— begin —
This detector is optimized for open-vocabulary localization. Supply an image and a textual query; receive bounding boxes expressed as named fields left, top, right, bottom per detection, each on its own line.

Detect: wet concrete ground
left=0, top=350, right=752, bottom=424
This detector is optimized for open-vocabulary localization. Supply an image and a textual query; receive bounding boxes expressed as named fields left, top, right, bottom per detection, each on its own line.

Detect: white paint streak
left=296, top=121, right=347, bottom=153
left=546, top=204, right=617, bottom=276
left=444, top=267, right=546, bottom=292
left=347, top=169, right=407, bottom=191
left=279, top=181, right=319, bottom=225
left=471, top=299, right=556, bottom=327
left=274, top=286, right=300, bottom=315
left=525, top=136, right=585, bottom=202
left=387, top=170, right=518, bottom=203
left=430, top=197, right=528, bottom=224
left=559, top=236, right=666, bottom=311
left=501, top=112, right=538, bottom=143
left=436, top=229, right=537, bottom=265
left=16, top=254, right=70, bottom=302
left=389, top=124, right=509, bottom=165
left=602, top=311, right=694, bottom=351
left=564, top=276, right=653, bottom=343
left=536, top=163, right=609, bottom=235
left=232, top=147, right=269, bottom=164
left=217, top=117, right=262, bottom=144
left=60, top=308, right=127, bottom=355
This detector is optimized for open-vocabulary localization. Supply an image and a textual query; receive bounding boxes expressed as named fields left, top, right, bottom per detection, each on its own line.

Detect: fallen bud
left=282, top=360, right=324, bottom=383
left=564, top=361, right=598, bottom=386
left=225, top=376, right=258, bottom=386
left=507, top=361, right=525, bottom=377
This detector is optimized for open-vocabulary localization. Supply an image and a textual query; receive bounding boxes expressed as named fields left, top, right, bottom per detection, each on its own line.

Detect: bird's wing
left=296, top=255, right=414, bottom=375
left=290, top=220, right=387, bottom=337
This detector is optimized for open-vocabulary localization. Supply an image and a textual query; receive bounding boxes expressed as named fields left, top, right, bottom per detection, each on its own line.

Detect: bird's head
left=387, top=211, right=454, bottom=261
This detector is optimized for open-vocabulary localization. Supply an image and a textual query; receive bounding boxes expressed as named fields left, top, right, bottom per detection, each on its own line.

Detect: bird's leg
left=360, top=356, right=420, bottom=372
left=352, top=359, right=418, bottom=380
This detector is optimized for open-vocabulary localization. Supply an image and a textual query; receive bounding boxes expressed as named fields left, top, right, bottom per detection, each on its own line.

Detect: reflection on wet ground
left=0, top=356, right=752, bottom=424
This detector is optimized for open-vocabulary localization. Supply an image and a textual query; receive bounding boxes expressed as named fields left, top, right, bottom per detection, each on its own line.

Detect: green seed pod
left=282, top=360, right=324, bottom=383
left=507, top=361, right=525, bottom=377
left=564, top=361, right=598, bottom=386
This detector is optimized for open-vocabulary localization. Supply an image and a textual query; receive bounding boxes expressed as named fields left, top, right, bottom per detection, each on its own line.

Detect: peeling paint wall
— end —
What you have to do » Return every line of the records above that contains the string "ground", matching case exactly.

Answer in full »
Detect: wet concrete ground
Detect: reflection on wet ground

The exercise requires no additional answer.